Image point grounding data:
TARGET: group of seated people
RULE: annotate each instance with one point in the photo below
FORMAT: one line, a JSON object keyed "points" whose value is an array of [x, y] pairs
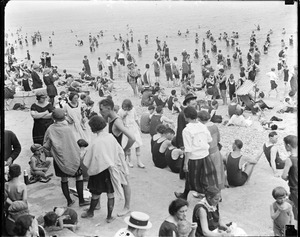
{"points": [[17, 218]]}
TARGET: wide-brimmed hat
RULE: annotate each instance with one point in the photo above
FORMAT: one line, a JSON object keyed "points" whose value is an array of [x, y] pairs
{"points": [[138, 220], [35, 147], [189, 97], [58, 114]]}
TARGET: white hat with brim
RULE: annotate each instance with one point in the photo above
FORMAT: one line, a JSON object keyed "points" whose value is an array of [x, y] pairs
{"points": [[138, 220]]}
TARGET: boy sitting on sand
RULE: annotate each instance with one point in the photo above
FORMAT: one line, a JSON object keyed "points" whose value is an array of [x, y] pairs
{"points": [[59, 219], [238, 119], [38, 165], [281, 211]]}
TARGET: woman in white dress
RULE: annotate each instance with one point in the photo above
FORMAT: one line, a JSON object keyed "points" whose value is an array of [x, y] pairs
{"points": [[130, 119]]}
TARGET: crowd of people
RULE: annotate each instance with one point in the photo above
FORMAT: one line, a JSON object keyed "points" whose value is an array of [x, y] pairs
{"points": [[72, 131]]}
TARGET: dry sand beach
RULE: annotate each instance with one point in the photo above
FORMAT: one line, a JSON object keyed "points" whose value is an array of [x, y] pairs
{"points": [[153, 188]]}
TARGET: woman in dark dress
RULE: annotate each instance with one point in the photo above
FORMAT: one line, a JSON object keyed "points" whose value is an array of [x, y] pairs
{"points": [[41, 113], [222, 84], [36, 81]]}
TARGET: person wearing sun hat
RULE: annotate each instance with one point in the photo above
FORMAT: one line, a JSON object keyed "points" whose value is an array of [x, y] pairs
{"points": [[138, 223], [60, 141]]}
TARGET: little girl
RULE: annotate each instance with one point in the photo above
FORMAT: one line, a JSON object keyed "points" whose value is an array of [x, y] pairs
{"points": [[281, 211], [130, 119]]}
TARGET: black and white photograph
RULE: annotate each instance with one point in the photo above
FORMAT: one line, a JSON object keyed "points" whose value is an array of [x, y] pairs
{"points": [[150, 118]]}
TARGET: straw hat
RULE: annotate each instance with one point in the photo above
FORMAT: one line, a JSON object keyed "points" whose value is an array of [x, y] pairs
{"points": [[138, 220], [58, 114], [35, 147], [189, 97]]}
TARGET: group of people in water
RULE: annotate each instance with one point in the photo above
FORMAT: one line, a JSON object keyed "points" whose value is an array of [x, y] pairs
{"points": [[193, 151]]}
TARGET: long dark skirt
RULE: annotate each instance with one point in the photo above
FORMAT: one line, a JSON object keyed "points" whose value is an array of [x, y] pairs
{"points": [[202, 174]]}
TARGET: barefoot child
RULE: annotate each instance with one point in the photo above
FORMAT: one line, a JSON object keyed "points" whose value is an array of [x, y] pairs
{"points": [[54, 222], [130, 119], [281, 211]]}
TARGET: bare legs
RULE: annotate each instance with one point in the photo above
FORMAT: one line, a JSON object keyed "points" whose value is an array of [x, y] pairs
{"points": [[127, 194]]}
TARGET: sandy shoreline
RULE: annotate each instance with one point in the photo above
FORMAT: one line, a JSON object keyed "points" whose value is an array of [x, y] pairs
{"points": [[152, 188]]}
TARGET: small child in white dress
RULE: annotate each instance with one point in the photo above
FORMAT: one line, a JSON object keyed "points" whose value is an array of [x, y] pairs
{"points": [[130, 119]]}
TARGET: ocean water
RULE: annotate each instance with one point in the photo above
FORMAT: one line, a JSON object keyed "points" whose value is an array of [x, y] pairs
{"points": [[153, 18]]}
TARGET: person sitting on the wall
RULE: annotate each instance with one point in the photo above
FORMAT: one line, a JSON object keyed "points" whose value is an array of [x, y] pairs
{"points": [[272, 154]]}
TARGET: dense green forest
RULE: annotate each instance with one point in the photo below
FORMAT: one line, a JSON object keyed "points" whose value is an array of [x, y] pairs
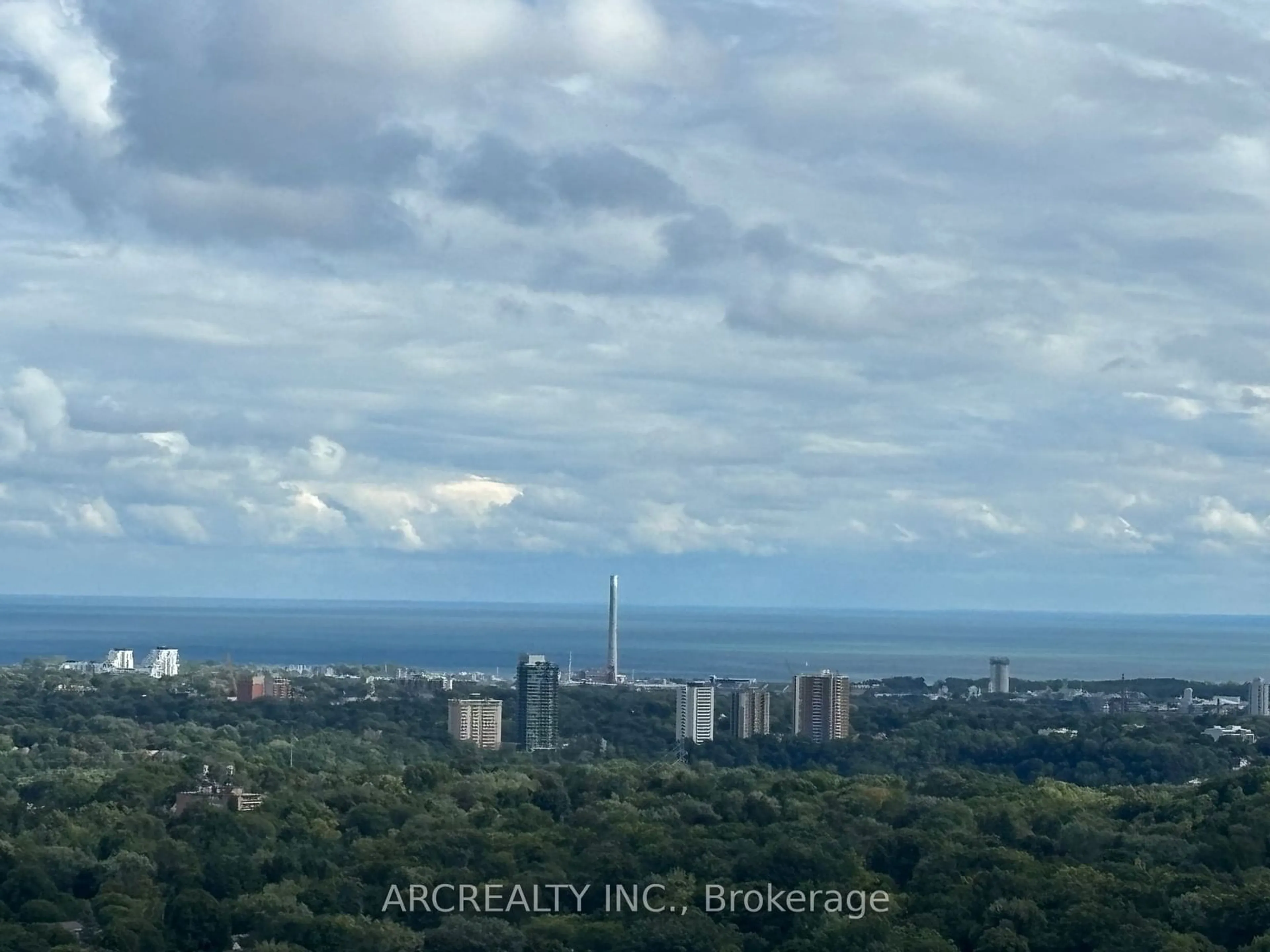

TASK INSTRUCTIONS ▸
Keep the pictures out of your copy, and repeat every entry above exactly.

SOLUTION TO THIS TASK ▸
TARGET: group of seated people
RULE: annotate each instance with one point in the photo below
FORMAT: one line, a JSON object keyed "points" whose value is an array of [x, y] pairs
{"points": [[17, 218]]}
TARGET: wide-brimmed hat
RULE: annotate each instance with one point in the photo above
FORMAT: one line, a JSON object keyed "points" whose value is an array of [x, y] pairs
{"points": [[138, 220], [35, 147], [189, 97], [58, 114]]}
TARGET: white hat with brim
RULE: annotate each instance with one point in the photo above
FORMAT: one line, a JSON object keyed "points" whose value is an array of [x, y] pairs
{"points": [[138, 220]]}
TARGET: boy sitting on sand
RULE: annotate each instance with one point in the photo above
FORMAT: one line, a JSON object keyed "points" whose value is an array of [x, y] pairs
{"points": [[59, 219], [238, 119], [38, 165], [281, 211]]}
TARGET: woman in white dress
RULE: annotate each instance with one point in the photo above
FORMAT: one line, a JSON object keyed "points" whose value is an array of [x, y] pairs
{"points": [[130, 119]]}
TARGET: crowd of people
RULE: annotate each instance with one point in the photo above
FORMAT: one line, a JSON object keyed "points" whose value is an array of [x, y] pairs
{"points": [[72, 131]]}
TARGET: dry sand beach
RULE: annotate each instance with one point in the photo above
FORMAT: one line, a JSON object keyed "points" whose value is an array of [x, y] pairs
{"points": [[153, 188]]}
TARGET: woman in dark dress
RULE: annotate each instance with one point in the photo above
FORMAT: one line, a JSON object keyed "points" whose value is an array of [x, y] pairs
{"points": [[41, 113], [222, 84], [36, 81]]}
TARGET: person wearing sun hat
RULE: annotate each instance with one point in the photo above
FORMAT: one line, a JSON object keyed "points" whose value is an array of [x, y] pairs
{"points": [[138, 223], [60, 141]]}
TARGET: little girl
RULE: annotate each instance with one point in the photo above
FORMAT: one line, a JSON object keyed "points" whose value is an array of [x, y] pairs
{"points": [[281, 211], [130, 119]]}
TARGET: black and white photograph
RULE: annotate each instance with one point in the photo above
FORMAT: one line, a JSON object keyed "points" whose value is an array of [x, y] pairs
{"points": [[150, 118]]}
TARGET: straw hat
RULE: annotate each instance with one point in the photo above
FORMAT: one line, a JSON object keyed "points" whose value is an array of [x, y] pairs
{"points": [[138, 220], [58, 114], [35, 147], [189, 97]]}
TARGET: group of people in water
RULE: annotate each instance with one point in the photo above
FORMAT: one line, a JSON object keyed "points" whose value is an array of [x, y] pairs
{"points": [[193, 151]]}
TARGET: long dark skirt
RULE: annotate each instance with one point in the photo above
FORMAT: one line, a JSON object keyed "points" whose value is an array of [x, y] pairs
{"points": [[202, 174]]}
TARGET: barefoot child
RULE: annotate each instance with one point in the photo above
FORMAT: one line, a JSON object keyed "points" whose value is an array of [x, y] pairs
{"points": [[54, 222], [130, 119], [281, 211]]}
TARGET: bare legs
RULE: annotate each instance with one point in the photo above
FORMAT: one line, a JSON object keyed "points" whose value is an array of [x, y] pairs
{"points": [[127, 194]]}
TARGET: sandy shoreline
RULE: annotate each instance with one point in the photo above
FORMAT: one line, a JSON object keyed "points" whose value is an array of [x, y] pairs
{"points": [[152, 188]]}
TARGET: small child in white dress
RULE: annotate each instance with one point in the photo above
FORMAT: one line, a JSON object keyed "points" whose value is an array of [x, y] pairs
{"points": [[130, 119]]}
TARGET: ocean water
RULE: annotate each instance with one point in the photo above
FORMAT: one line, a JSON object keyed "points" whose value is an array of [x, y] pairs
{"points": [[153, 18]]}
TARGET: person sitting on the wall
RULE: annotate each instance with one point in the photo above
FORMAT: one line, a JSON object keyed "points" whose value is an array of [x, y] pairs
{"points": [[272, 154]]}
TARGET: dense green forest
RULE: annotate each instance with one point in the photo below
FORMAT: one line, a JSON object keyed "points" whose value is an array of [x, y] pairs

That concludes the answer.